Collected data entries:
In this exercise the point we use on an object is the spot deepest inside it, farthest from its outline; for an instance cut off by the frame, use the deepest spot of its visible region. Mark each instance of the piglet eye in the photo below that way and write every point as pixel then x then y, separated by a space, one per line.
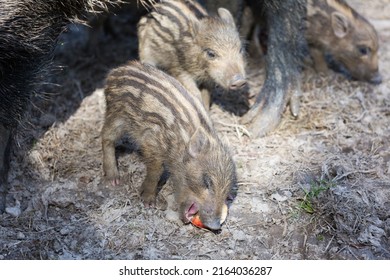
pixel 207 181
pixel 364 50
pixel 210 53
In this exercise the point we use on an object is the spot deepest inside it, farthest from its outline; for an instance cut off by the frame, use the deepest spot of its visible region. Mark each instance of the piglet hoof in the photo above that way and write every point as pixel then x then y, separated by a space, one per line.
pixel 113 181
pixel 149 200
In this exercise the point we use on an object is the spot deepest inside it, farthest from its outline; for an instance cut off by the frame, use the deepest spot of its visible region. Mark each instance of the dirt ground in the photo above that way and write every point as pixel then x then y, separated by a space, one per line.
pixel 316 188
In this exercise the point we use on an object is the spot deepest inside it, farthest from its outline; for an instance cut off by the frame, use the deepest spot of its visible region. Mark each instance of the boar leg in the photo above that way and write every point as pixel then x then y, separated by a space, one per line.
pixel 5 144
pixel 154 171
pixel 206 98
pixel 285 41
pixel 110 168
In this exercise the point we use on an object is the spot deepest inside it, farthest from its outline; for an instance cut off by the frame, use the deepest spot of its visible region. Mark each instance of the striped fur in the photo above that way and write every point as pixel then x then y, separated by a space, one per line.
pixel 338 31
pixel 179 37
pixel 173 132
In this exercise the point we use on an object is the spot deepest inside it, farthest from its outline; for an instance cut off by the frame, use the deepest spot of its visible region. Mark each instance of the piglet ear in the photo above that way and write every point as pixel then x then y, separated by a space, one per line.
pixel 226 16
pixel 199 142
pixel 340 24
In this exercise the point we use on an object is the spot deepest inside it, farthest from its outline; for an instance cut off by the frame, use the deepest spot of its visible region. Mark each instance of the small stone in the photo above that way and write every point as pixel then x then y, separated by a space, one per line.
pixel 64 231
pixel 14 211
pixel 20 236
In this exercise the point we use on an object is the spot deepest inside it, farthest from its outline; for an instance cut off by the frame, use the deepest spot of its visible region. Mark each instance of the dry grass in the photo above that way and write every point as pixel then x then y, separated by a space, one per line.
pixel 341 137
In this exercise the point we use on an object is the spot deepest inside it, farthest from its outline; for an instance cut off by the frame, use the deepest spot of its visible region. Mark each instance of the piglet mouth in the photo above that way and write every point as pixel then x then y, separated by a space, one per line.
pixel 191 212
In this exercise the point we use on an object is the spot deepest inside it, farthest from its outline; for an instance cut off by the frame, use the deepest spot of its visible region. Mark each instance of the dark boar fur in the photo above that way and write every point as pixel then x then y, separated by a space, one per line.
pixel 28 32
pixel 182 39
pixel 173 132
pixel 284 24
pixel 339 34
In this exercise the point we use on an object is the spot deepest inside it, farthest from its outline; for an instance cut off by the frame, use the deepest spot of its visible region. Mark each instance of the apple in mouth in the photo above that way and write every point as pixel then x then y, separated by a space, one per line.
pixel 192 215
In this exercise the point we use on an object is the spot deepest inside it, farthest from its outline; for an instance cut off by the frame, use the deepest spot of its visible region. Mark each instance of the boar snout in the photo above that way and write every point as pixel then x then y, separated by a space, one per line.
pixel 237 82
pixel 214 224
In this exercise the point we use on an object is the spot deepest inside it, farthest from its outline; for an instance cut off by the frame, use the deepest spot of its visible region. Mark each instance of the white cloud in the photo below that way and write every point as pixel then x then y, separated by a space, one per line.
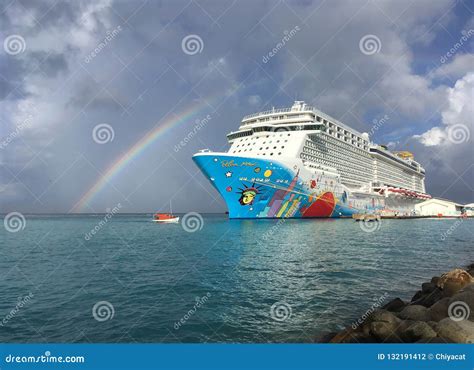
pixel 458 118
pixel 461 64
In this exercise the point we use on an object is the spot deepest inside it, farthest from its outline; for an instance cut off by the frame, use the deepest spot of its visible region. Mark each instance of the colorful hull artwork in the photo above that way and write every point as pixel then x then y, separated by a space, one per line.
pixel 262 188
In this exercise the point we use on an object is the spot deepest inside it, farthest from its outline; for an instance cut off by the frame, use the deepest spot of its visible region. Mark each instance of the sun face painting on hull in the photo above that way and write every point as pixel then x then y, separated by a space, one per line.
pixel 299 162
pixel 269 189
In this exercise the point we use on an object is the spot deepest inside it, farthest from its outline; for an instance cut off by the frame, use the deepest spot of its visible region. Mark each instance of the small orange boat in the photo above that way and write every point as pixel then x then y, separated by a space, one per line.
pixel 166 218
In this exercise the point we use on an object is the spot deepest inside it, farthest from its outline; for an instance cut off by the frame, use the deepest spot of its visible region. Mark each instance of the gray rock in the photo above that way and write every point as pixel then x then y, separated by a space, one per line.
pixel 428 287
pixel 415 312
pixel 439 310
pixel 429 299
pixel 384 316
pixel 418 330
pixel 395 305
pixel 385 331
pixel 417 296
pixel 457 331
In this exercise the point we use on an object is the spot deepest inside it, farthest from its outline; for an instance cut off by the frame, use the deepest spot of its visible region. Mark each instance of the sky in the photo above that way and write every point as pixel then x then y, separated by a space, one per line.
pixel 103 103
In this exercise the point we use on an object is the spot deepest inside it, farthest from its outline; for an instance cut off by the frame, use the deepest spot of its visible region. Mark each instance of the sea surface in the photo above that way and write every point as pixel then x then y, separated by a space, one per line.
pixel 211 279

TASK INSTRUCTIONS: Omit the pictures; set down each record exactly.

FINAL ANSWER:
In this exercise the point we use on an object is the spot deepest inside it, farthest from its outline; for an instance cut off by the frame, use the deepest spot of its visible region. Mark each instance of the piglet eye in the photo below that way and write every point as pixel then x then y, separated by a space, one per line.
pixel 207 181
pixel 364 50
pixel 210 53
In this exercise the point we use on an object is the spot deepest inside it, farthest from its outline; for an instance cut off by the frame, use the deepest spot of its visible region. Mark each instance of the piglet hoof in the photo above that way and write every point as pixel then x then y, separated by a space, one per line.
pixel 113 181
pixel 149 200
In this exercise the point we use on an object is the spot deepest inside it, farthest from its outline; for an instance cut off by the frame, use the deepest spot of its visible region. Mark each instance of the dirt ground in the photo above that way and write every point as pixel then x then y, separated by a space, one per line.
pixel 316 188
In this exercise the point we use on an object is the spot deepest inside it, farthest from its outline; for an instance cut off by the frame, use the deepest spot of its visible region. Mark each instance of the boar leg in the photo above that way and write every point as pixel then x then y, separated by a space, one per line.
pixel 5 144
pixel 154 171
pixel 206 98
pixel 285 41
pixel 110 168
In this exercise the point we use on an object is the spot deepest inside it, farthest from its outline; for an instance cut off by the frame, use the deepest spot of its visible region. Mark each instance of the striped fur in the photo above that way and write every point as pixel then x then y, separated by a space, one per line.
pixel 338 31
pixel 179 37
pixel 173 132
In this exercise the point we use on an object is the spot deepest inside it, farthest from its outline; for an instance cut off by the frame, use the deepest spot of its visible region. Mark each instance of the piglet ear in the photo above that way and write every point as pixel then x then y, separated by a space, one per line.
pixel 226 16
pixel 199 142
pixel 340 24
In this exercise the point we use on an object is the spot deepest inside it, farthest from its outline; for an instance cut off by the frame, use the deepest spot of its visible region. Mark each instance of the small stone in the photo above that way and write every point as pixel then x then y, separated by a space, one per line.
pixel 64 231
pixel 14 211
pixel 20 236
In this exercise the point we use on an object is the spot deepest inside it, farthest from its outline; for an instance cut off by the frame, use the deepest spot of its visible region. Mark each instance of the dry grass in the photo above that way and write every point as pixel then x then y, separated by a space, one per line.
pixel 341 137
In this exercise the point we use on an object is the spot deepest inside it, farthest from its outline; for an instance cut off by the frame, use the deepest spot of its visible region. Mark each instance of the piglet mouth in the photo above that way and write every point as pixel then x then y, separated by a space, one per line.
pixel 191 212
In this exercise the point we use on an object is the spot deepest inside it, farthest from its outline; for an instance cut off by the frame, use the deepest spot of its visible region. Mark each instance of the dark boar fur in the photo above that way and write every point as pixel then x then y, separated by a space, one per line.
pixel 28 32
pixel 182 39
pixel 173 132
pixel 284 24
pixel 339 34
In this exercise the point we use on an object is the spot deepest inside it, farthest from its outline; for an instance cut off by the frame, use the deepest spot of its visible region. Mark each instance of the apple in mouth in the photo above that way and write every point as pixel then x then y, separated by a space, one per line.
pixel 192 215
In this exercise the point we use on an object is the spot deepest inside it, farthest from its outline; for an instance cut off by the frame, use the deepest spot of its visible region. Mark each instance of the boar snout in the photo above that way and write every point as pixel then x then y, separated by a space, one per line.
pixel 237 82
pixel 214 224
In this exercise the point we use on an object is the spot deepest inside it, farthest from its outline; for an instance cut off by the frame, use the deepest spot of its visible region. Mark each instance of the white cloud in the photo below that way and write every point as pixel then x then y, separated by a space, one per line.
pixel 458 118
pixel 461 64
In this exercise the point we use on an object is the spot deepest inside it, farthest from its outline; for an instance cut off by the frame, use the deepest spot of its visible region. Mark each instance of the colorful hull artwork in the photo above that way and write every point as pixel then x then y, separated by a space, one per line.
pixel 262 188
In this exercise the point we use on an object is the spot deepest inside it, farthest from its outline; for an instance cut off by the frame, use the deepest spot of its visible region. Mark each instance of the sun face painting on hull in the photo above that way and write every point as pixel then x then y, separated by a space, one per line.
pixel 299 162
pixel 269 189
In this exercise the point we use on an object is the spot deepest inside it, farthest from its outline; for an instance cut off by the frame, use the deepest spot of its visible region. Mark each instance of the small orange boat in the photo above that way and write every point as pixel then x then y, separated by a space, one per line.
pixel 166 218
In this exercise the point we use on an object is the spot deepest inside it, farthest from its outline; for an instance cut off by the frame, use the deepest spot of its visible region. Mark each instance of the gray rock in the photo above that way and write every point as pixel then x then y, separated by a space, one per line.
pixel 428 287
pixel 415 312
pixel 439 310
pixel 429 299
pixel 384 316
pixel 418 330
pixel 395 305
pixel 385 331
pixel 417 296
pixel 457 331
In this exercise the point we use on an object is the spot deepest inside it, farthest from its outline; for an instance cut off by the frame, use the deepest spot of its visible region. Mark each instance of the sky in the photo above that way and write every point as pixel then x then y, separated by a space, one per line.
pixel 103 103
In this exercise the point we use on an object is the spot deepest inside it, farthest from its outline; for an instance cut off by the frame, use the deepest spot of its visible region. Mark each instance of the sea surface in the photo above that way and write every point as pixel then x then y, separated by a space, one per line.
pixel 211 279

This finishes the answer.